**Cosa fare**
1. Puoi riportare il passo dell'articolo su Valeria Valente da "Chi e dove sono" a "mica la loro.", sostituendo "primarie" con "consultazioni interne"?
2. Su quale testata e in che data è uscito l'articolo su Valeria Valente?

L’appello a Saviano, una mossa propagandistica che per Valeria si è trasformata in autogol. E con un Lettieri fumoso, il sindaco del «non governo» diventa il più rassicurante

Eduardo Cicelyn, Corriere del Mezzogiorno 6 maggio 2016

Chi e dove sono i candidati perbene? Non chiedetelo a Valeria Valente, aspirante sindaco del centrosinistra con l’ala destra che s’incrocia con quella sinistra, un po’ come succedeva a Insigne e Mertens quando Benitez non ci capiva più niente. Lei si è rivolta a Saviano, noto esperto di gente permale. Saviano si è visto costretto a svicolare dato che nelle Procure con cui è impegnato da molti anni in un assiduo passaparola fanno fatica a intercettare qualcosa che non sia in odore di malaffare. Quelli del Pd durante le primarie hanno raschiato il fondo del barile, smuovendo tutta la melma che vi si era accumulata da decenni di politica professionale: e ora vedono scorie dappertutto, come se la cosa riguardasse altri, un’altra storia, mica la loro.

**Materiale fornito**

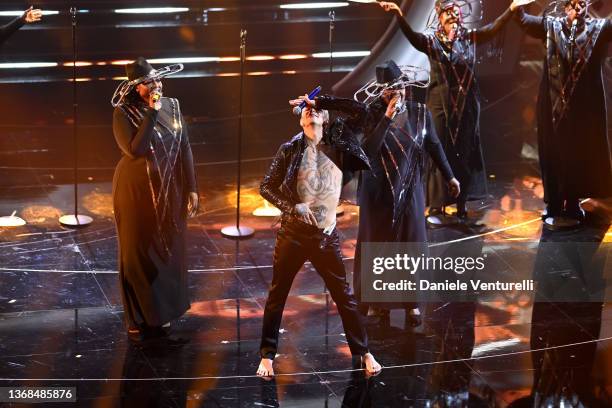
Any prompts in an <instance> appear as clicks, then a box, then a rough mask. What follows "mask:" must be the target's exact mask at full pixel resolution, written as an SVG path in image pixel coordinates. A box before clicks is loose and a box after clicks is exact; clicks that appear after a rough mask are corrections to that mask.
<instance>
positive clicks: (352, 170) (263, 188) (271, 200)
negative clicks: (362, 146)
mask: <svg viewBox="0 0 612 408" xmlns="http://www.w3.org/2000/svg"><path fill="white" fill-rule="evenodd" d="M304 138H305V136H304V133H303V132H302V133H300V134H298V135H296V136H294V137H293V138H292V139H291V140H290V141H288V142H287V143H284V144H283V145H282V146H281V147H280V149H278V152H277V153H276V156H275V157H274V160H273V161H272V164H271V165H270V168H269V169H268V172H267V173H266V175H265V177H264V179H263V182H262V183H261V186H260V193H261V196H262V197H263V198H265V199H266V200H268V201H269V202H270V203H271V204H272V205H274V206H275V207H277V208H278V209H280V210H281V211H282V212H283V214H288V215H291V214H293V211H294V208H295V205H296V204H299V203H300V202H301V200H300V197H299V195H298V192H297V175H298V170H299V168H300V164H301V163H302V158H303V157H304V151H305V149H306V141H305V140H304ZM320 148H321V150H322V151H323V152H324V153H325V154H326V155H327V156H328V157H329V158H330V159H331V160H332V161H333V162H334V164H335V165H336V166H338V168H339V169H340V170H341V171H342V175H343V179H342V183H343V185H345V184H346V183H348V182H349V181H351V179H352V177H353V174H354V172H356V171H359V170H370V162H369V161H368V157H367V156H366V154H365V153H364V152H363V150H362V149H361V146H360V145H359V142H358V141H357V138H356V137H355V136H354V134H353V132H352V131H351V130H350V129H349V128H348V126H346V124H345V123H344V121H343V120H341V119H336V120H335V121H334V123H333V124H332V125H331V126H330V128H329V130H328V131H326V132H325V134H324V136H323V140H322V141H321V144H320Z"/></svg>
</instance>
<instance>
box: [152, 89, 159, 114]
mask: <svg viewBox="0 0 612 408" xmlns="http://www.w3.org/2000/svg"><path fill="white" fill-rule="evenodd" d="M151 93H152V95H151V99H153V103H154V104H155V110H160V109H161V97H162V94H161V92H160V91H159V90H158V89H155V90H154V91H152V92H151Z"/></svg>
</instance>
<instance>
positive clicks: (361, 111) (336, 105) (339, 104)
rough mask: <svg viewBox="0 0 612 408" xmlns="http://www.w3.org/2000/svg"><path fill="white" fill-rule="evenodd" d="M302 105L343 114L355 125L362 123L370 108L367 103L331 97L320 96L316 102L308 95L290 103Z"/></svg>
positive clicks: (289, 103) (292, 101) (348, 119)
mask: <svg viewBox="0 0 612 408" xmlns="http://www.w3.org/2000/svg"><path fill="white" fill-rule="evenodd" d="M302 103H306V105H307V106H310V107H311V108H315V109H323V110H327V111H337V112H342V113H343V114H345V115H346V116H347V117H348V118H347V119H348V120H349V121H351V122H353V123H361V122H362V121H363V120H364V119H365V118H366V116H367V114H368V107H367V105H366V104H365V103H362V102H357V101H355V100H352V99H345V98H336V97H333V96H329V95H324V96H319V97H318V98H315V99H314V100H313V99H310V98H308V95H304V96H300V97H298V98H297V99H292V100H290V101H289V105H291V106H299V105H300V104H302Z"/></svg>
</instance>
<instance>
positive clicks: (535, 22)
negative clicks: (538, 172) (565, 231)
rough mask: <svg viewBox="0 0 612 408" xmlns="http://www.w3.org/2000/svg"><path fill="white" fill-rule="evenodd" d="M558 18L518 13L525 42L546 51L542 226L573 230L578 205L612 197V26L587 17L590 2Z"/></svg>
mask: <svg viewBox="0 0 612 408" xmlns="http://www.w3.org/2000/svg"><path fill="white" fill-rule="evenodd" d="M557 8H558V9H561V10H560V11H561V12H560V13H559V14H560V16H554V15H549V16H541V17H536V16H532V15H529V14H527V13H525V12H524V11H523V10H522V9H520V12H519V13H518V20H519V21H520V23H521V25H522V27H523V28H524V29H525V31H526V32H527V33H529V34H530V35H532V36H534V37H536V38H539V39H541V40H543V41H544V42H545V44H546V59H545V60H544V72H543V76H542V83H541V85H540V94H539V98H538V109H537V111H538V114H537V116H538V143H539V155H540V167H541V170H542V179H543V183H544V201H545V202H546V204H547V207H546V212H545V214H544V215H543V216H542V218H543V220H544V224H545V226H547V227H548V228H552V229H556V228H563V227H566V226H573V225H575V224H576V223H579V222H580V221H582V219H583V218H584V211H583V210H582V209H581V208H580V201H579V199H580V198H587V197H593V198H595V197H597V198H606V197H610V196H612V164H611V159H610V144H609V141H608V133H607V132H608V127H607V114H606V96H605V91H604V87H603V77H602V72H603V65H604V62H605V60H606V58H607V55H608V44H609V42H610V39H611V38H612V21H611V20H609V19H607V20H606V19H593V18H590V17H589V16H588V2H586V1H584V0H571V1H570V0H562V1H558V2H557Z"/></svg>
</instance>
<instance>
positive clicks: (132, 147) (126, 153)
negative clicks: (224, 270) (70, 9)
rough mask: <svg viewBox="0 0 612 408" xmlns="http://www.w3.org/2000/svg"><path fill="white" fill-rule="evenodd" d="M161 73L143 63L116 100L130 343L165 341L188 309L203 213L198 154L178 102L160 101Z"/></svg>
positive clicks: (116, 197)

**Risposte**
1.
Chi e dove sono i candidati perbene? Non chiedetelo a Valeria Valente, aspirante sindaco del centrosinistra con l’ala destra che s’incrocia con quella sinistra, un po’ come succedeva a Insigne e Mertens quando Benitez non ci capiva più niente. Lei si è rivolta a Saviano, noto esperto di gente permale. Saviano si è visto costretto a svicolare dato che nelle Procure con cui è impegnato da molti anni in un assiduo passaparola fanno fatica a intercettare qualcosa che non sia in odore di malaffare. Quelli del Pd durante le consultazioni interne hanno raschiato il fondo del barile, smuovendo tutta la melma che vi si era accumulata da decenni di politica professionale: e ora vedono scorie dappertutto, come se la cosa riguardasse altri, un’altra storia, mica la loro.

2. Sul Corriere del Mezzogiorno, il 6 maggio 2016.